## Document text
[Begin]

Whether you rent a chair in a salon, work mobile, or run your own shop — the tax rules for self-employed hairdressers and barbers have specific quirks you need to know. This guide covers everything from allowable expenses to handling tips and cash payments.

Are you employed or self-employed?

This is the single most important question. HMRC doesn't care what your contract says — they look at the reality of how you work.

You're likely self-employed if you:

  • Choose your own hours and which days you work
  • Bring your own tools, products, and equipment
  • Can hire someone else to do the work (substitution)
  • Set your own prices and keep the money from clients
  • Risk your own money (buying stock, paying rent regardless of income)
  • Work for multiple salons or have your own clients

You're likely employed if the salon:

  • Tells you when to work and which clients to see
  • Provides all products, tools, and equipment
  • Pays you a fixed wage or hourly rate
  • Controls how you do the work

⚠️ Rent-a-chair doesn't automatically mean self-employed

HMRC has investigated many rent-a-chair arrangements and reclassified hairdressers as employees. If the salon controls your hours, prices, or clients — you may be employed regardless of what the arrangement is called. If reclassified, the salon owes employer's NI and you may owe back tax.

Registering with HMRC

If you're genuinely self-employed, you must:

  1. Register for Self Assessment within 3 months of starting. Go to gov.uk/register-for-self-assessment
  2. Register for Class 2 National Insurance (happens automatically when you register)
  3. Keep records of all income and expenses from day one

Your tax year runs 6 April to 5 April. Your first Self Assessment tax return is due by 31 January after the end of the tax year.

[End]

## Tasks to carry out
A: Check each statement against the tax guide for hairdressers and barbers above. For each, answer yes or no and quote the words from the guide that decide it.
(i) Renting a chair in a salon automatically makes a hairdresser self-employed.
(ii) A self-employed hairdresser must register for Self Assessment within 3 months of starting.
(iii) The tax year runs from 1 January to 31 December.
B: According to the tax guide for hairdressers and barbers, who owes employer's NI if a hairdresser is reclassified as an employee?
C: Continue the tax guide for hairdressers and barbers from its final sentence about when the first Self Assessment return is due.

## Information supplied

[Begin]

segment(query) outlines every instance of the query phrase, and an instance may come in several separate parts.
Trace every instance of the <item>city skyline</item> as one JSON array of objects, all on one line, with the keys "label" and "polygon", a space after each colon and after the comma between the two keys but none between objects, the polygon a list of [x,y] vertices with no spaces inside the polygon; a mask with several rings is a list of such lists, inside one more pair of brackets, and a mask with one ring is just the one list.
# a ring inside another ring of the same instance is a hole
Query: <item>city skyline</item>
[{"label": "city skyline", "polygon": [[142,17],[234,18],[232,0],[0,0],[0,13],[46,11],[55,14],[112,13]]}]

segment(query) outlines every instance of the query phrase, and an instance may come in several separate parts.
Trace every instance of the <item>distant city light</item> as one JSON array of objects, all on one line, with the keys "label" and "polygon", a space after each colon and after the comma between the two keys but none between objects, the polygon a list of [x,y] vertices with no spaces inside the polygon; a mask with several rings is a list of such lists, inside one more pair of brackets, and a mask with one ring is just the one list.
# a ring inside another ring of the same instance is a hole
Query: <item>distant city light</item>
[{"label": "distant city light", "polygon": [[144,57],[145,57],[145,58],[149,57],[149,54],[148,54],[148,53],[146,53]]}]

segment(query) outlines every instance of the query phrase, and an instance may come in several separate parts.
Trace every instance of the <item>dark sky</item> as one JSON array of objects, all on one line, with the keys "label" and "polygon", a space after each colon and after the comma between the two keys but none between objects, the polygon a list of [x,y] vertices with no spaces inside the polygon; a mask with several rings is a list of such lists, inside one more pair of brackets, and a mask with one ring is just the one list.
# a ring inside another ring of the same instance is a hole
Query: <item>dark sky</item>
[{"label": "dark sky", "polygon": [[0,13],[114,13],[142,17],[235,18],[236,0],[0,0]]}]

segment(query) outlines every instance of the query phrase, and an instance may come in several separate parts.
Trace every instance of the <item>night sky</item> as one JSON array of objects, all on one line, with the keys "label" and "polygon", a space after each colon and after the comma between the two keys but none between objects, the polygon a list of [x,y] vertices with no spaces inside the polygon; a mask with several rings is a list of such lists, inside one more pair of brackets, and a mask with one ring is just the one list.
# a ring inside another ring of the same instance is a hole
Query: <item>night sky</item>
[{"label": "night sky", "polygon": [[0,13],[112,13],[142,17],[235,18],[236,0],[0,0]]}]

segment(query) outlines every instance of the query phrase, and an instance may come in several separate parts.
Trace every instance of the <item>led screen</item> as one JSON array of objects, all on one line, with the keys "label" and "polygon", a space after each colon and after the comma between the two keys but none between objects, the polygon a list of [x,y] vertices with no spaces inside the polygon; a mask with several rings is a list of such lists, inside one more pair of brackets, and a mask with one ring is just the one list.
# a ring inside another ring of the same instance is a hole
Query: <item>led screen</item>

[End]

## Answers provided
A:
(i) No: "Rent-a-chair doesn't automatically mean self-employed"
(ii) Yes: "Register for Self Assessment within 3 months of starting."
(iii) No: "Your tax year runs 6 April to 5 April."

B: The salon owes employer's NI.

C:
Allowable expenses for hairdressers

This is where most hairdressers leave money on the table. Every legitimate expense reduces your taxable profit — and your tax bill.

Products and stock

  • Hair colour, tints, bleach, and developer
  • Shampoo, conditioner, and treatments
  • Styling products (wax, gel, mousse, hairspray)
  • Perming solutions and relaxers
  • Foils, clips, pins, and disposables
  • Towels and gowns (if you provide your own)

Tools and equipment

  • Scissors, clippers, and trimmers
  • Hair dryers, straighteners, and curling irons
  • Combs, brushes, and sectioning clips
  • Salon trolley or carry case
  • Sterilising equipment
  • Replacement blades and parts

💡 Capital allowances for expensive equipment

Items over £1,000 (like a salon chair or backwash unit) are claimed as capital allowances rather than a simple expense. The Annual Investment Allowance lets you deduct the full cost in the year of purchase — up to £1 million.

Chair rental / salon costs

  • Weekly or monthly chair rental fees
  • Salon rent (if you have your own premises)
  • Utilities contribution
  • Business rates

Travel (mobile hairdressers)

  • Mileage: 45p per mile for first 10,000 miles, then 25p (simplified method)
  • Parking fees at client locations
  • Public transport to clients
  • Note: travel from home to a regular salon is NOT claimable (that's commuting)

Training and development

  • Courses to update existing skills (colour techniques, new cutting methods)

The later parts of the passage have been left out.